Please answer these from the book listings:
1. Which publisher is releasing The Absinthe Forger?
2. What legacy does Shimoda trace in The Afterlife Is Letting Go?
3. On what date is Beautiful Dreamers coming out?

[Passage]
=== Begin Enclosure ===

This season’s noteworthy offerings feature time loops, psychoactive booze, the Big Bang, and a hermit on a mission from God.

The Absinthe Forger: A True Story of Deception, Betrayal, and the World’s Most Dangerous Spirit
Evan Rail. Melville House, Oct. 15 ($32, ISBN 978-1-68589-154-1)
After absinthe was banned across most of Europe in the early 20th century, collectors raced to scoop up the remaining bottles of the liquor. Journalist Rail tells the story of a con man who tried to profit from the craze.


The Afterlife Is Letting Go
Brandon Shimoda. City Lights, Dec. 10 ($17.95 trade paper, ISBN 978-0-87286-929-5)
Interweaving historical research, survivor interviews, and travelogue, Shimoda traces the legacy of Japanese internment during WWII.


Beautiful Dreamers
Minrose Gwin. Hub City, Aug. 27 ($28, ISBN 979-8-88574-036-4)

=== End Enclosure ===

[Entries supplied]

=== Begin Enclosure ===

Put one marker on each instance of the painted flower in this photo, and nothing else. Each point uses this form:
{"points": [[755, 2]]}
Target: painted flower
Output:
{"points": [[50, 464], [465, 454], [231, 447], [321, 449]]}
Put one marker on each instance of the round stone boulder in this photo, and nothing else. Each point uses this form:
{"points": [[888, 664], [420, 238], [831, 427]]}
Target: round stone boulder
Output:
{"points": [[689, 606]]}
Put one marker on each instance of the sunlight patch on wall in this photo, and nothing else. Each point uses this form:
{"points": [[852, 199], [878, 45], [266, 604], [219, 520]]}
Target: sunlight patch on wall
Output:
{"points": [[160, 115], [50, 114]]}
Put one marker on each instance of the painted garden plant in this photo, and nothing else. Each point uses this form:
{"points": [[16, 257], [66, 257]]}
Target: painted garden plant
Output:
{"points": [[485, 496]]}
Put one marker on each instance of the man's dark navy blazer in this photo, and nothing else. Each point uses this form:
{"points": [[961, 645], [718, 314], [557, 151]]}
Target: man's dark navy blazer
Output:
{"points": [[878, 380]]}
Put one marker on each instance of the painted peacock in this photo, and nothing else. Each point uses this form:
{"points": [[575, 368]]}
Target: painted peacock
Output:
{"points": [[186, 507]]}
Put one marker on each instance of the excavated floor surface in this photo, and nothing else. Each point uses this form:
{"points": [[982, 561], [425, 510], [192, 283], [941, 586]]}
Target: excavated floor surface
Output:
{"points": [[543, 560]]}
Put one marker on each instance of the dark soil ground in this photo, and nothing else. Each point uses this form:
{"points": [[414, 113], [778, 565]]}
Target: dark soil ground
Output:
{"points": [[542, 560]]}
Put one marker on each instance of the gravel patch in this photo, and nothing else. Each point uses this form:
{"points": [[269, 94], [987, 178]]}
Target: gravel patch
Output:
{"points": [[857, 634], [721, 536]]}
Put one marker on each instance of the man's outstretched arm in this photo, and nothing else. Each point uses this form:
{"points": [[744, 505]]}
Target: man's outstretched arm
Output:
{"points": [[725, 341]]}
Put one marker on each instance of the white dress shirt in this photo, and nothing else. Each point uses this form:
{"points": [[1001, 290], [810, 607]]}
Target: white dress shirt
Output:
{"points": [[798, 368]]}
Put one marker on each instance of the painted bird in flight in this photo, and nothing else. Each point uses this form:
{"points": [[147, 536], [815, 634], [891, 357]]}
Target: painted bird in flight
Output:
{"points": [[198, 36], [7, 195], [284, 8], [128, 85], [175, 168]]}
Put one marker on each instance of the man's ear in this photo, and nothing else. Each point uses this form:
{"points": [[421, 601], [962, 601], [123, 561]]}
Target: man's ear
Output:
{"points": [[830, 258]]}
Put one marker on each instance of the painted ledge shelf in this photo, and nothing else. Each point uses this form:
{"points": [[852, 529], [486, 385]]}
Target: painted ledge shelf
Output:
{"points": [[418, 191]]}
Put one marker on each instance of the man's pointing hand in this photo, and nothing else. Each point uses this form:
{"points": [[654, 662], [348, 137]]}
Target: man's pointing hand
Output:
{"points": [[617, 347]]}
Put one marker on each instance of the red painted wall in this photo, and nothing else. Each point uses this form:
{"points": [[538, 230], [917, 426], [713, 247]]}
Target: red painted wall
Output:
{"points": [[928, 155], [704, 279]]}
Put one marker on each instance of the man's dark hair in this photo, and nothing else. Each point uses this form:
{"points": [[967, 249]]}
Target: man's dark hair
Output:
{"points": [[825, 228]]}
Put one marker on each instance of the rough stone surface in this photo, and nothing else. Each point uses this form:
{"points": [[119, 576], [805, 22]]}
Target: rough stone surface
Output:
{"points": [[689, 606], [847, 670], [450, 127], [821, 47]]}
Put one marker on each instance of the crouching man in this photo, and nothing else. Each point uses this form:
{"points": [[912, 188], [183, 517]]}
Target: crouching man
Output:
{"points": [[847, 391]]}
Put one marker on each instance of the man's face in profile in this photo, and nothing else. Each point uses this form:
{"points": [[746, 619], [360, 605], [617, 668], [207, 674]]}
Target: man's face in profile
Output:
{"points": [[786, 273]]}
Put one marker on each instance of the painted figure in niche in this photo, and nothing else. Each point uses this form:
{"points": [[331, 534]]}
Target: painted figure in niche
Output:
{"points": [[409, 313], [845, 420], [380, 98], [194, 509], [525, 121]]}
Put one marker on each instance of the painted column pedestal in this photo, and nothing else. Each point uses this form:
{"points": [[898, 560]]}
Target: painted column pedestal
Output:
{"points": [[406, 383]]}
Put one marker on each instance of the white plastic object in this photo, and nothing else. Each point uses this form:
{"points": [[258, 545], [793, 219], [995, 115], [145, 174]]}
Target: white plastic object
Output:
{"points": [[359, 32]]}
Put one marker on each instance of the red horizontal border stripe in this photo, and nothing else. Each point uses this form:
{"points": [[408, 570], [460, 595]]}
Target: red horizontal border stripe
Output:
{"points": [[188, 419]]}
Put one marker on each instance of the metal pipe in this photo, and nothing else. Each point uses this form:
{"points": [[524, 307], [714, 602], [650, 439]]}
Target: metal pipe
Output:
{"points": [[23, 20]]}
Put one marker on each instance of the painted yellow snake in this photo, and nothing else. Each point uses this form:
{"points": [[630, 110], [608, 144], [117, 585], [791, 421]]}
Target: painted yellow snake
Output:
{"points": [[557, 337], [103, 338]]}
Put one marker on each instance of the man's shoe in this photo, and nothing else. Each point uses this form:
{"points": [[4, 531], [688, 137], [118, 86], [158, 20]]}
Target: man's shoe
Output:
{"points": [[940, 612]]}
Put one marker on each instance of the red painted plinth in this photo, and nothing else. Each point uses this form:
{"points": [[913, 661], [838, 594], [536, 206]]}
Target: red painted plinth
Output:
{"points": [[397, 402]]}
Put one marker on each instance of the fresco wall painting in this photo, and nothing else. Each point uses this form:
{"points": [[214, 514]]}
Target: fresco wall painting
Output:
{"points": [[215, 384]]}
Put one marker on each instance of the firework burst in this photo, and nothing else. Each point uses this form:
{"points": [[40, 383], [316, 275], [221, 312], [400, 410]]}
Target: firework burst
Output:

=== End Enclosure ===

[Result of this task]
1. Melville House
2. The legacy of Japanese internment during WWII
3. Aug. 27